● Work required:
Show all the lines in the data below that include the word "grassy".
===== Source data
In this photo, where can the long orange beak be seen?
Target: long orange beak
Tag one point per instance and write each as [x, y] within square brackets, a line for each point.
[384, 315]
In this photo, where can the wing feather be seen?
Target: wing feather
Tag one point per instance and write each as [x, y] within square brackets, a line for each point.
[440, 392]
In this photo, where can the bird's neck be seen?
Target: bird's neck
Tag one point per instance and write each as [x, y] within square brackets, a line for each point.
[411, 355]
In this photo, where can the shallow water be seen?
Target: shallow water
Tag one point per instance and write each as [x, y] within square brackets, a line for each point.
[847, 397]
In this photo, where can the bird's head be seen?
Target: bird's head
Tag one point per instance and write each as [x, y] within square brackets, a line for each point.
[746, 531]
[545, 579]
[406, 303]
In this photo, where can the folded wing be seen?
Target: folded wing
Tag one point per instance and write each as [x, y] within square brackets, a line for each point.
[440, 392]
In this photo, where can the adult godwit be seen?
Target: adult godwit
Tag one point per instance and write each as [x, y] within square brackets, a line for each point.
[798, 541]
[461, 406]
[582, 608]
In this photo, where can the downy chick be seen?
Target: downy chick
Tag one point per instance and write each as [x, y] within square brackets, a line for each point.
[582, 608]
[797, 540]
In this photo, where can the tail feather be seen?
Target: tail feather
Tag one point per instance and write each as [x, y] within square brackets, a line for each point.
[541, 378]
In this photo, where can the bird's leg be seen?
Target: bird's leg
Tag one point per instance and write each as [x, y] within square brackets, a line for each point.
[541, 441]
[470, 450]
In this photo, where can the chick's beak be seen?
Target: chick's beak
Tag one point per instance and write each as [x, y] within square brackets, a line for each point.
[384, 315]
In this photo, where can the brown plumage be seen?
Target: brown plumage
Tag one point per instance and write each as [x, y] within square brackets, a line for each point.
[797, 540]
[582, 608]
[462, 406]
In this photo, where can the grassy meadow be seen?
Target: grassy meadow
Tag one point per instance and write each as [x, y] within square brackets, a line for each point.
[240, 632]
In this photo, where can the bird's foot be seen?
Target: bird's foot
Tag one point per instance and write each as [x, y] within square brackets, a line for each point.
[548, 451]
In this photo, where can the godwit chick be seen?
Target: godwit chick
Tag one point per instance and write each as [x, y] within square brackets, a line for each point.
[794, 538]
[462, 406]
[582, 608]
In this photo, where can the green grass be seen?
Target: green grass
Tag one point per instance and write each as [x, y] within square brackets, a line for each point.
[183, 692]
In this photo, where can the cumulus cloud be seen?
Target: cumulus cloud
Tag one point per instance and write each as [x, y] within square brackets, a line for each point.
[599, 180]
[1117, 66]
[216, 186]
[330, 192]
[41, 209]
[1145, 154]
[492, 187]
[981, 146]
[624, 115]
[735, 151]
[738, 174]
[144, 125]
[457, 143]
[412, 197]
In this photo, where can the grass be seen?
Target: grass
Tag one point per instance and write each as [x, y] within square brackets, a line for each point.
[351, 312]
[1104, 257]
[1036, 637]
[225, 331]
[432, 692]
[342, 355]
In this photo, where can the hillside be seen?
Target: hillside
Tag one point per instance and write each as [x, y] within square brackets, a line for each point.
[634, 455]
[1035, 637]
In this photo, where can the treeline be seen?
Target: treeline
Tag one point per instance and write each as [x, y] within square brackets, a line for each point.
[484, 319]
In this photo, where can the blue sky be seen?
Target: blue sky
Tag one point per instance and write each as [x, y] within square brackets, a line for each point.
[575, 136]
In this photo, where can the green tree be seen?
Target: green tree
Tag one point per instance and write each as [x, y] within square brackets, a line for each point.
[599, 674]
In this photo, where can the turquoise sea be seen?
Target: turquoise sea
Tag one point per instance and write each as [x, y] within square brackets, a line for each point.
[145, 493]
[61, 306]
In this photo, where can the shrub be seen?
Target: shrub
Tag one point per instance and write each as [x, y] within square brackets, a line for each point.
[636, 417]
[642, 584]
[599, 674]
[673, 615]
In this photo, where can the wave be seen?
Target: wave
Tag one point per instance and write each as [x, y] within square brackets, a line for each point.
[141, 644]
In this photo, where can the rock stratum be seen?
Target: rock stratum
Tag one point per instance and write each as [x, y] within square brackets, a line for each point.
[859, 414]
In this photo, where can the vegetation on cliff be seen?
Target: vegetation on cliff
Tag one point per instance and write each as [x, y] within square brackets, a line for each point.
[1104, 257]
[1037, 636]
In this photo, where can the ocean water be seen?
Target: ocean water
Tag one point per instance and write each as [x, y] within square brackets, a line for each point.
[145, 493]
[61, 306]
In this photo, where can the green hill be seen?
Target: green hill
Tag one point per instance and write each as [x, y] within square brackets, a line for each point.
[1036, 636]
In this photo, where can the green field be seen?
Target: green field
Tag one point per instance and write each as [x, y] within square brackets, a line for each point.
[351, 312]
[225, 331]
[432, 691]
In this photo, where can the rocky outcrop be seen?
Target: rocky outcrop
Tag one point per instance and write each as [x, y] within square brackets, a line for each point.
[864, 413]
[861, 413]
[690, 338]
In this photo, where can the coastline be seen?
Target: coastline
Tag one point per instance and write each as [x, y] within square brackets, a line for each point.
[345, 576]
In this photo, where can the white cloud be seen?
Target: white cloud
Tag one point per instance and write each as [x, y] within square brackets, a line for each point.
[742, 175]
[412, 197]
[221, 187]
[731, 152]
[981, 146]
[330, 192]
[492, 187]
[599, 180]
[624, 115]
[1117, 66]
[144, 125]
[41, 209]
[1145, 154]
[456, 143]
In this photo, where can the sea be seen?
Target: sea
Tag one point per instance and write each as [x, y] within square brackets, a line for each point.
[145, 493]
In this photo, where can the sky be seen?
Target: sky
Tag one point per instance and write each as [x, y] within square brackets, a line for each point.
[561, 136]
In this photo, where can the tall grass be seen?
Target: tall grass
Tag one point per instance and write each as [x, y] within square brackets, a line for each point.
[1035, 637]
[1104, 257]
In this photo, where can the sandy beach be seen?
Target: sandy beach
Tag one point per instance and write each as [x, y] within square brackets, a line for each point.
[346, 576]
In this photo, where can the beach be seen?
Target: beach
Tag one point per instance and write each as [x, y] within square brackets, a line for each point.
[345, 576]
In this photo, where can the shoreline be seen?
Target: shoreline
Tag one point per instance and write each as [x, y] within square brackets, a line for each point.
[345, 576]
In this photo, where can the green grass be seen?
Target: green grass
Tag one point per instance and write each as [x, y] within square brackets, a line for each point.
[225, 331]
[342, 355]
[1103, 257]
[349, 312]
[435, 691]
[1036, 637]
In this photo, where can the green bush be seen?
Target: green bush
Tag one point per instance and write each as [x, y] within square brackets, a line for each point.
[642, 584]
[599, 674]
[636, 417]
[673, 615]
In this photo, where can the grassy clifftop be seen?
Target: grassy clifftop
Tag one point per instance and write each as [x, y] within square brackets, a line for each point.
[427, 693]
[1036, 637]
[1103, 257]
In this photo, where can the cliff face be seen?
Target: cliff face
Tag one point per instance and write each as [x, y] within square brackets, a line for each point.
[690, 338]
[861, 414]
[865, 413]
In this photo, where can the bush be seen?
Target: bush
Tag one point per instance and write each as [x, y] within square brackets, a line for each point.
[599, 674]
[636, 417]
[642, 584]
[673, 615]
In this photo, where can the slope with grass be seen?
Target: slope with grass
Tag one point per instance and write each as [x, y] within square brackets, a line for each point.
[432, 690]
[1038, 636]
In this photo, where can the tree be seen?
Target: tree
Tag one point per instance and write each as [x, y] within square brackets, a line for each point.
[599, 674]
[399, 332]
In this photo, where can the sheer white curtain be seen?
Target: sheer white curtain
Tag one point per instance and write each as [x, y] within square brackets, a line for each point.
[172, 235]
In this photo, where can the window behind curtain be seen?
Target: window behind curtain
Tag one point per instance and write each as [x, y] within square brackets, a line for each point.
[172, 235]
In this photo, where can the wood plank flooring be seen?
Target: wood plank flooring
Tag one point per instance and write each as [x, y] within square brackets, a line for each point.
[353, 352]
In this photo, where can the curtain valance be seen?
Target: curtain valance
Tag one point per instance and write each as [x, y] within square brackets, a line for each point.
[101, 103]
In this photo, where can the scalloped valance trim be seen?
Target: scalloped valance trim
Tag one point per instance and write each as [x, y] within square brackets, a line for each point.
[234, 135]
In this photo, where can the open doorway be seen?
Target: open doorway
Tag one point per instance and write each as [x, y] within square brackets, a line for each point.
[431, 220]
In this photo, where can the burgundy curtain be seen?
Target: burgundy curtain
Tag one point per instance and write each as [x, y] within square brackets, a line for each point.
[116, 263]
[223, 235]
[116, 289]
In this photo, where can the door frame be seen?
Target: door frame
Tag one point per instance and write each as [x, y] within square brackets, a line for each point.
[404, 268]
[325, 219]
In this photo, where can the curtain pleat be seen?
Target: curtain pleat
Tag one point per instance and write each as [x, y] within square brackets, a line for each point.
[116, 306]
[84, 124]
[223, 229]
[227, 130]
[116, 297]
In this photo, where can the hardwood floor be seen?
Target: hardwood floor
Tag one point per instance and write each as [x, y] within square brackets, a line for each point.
==========
● Solved exercise:
In this photo, where can the grassy meadow be seen?
Target: grassy meadow
In this photo, where can the grassy clifftop be seen?
Target: grassy clifftop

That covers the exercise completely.